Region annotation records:
[Start]
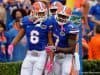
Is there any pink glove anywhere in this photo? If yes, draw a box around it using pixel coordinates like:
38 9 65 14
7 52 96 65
45 46 55 53
8 44 14 55
46 61 53 73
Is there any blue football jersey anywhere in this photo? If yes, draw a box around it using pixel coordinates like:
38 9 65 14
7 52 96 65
89 4 100 20
51 16 78 48
22 16 49 51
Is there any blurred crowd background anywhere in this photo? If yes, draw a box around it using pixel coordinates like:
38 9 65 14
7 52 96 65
0 0 100 62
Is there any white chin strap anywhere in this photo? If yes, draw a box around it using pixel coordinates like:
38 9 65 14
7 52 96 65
58 21 66 26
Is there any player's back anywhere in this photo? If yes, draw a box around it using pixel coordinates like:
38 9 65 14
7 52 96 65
22 16 48 50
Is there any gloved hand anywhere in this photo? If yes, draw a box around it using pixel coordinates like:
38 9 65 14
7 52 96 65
[End]
Rewrite every line of the records above as a numbered list, skipping blank lines and leaving out the pictures.

=== TASK SOLUTION ===
1. Is there any pink glove anywhere in this photo? If yes, draw a box around it using pixel coordinates like:
2. 38 9 65 14
3. 7 52 96 65
4. 45 46 55 53
5. 8 44 14 55
6. 46 61 53 73
7. Is there any blue football jersey anywhere in this photo? If yes, draw a box around it using pixel coordinates like:
8. 38 9 65 14
9. 7 52 96 65
10. 89 4 100 20
11. 51 16 78 48
12. 22 16 49 51
13. Is there any blurred crowd background anywhere in this photo? If yes, draw a box around it using pixel coordinates like:
14. 38 9 65 14
15. 7 52 96 65
16. 0 0 100 62
17. Is there any white chin strap anywhere in this photo? If yes, draw a box around it using pixel coordinates like:
18. 38 9 65 14
19. 7 52 96 65
20. 58 21 66 26
21. Is there any player's back anywhere in this photo? If yes, draw a box around it using pixel coordinates like:
22. 38 9 65 14
23. 7 52 96 65
24. 22 16 48 50
25. Is there any gloved hand anywhere in this photo? If yes, draw a box around it using pixel coordinates like:
26. 38 9 65 14
27. 7 52 96 65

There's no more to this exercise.